Rewrite every one of the records below as a numbered list, skipping blank lines and leaving the pictures out.

[START Input for this task]

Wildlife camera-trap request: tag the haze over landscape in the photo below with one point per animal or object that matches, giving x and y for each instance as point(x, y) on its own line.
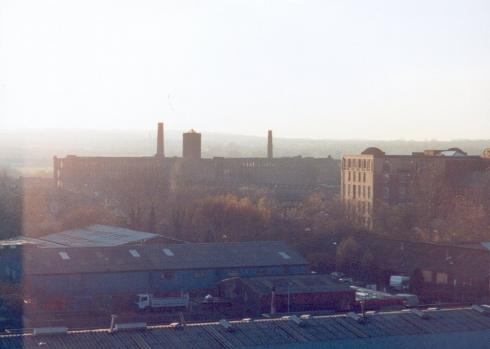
point(307, 69)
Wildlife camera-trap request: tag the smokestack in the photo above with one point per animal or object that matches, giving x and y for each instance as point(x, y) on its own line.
point(273, 300)
point(160, 151)
point(269, 144)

[END Input for this task]

• _Complete response_
1. Wildlife camera-trap request: tag the haze over landscape in the photo below with one point per animal or object that matches, giving x and y for each instance as point(x, y) on its own line.
2. point(307, 69)
3. Wildlife camera-trap request: tag the smokestack in the photo above with one point per animal or object that matches, giving x and y for each instance as point(x, y) on its own line.
4. point(273, 300)
5. point(160, 151)
6. point(269, 144)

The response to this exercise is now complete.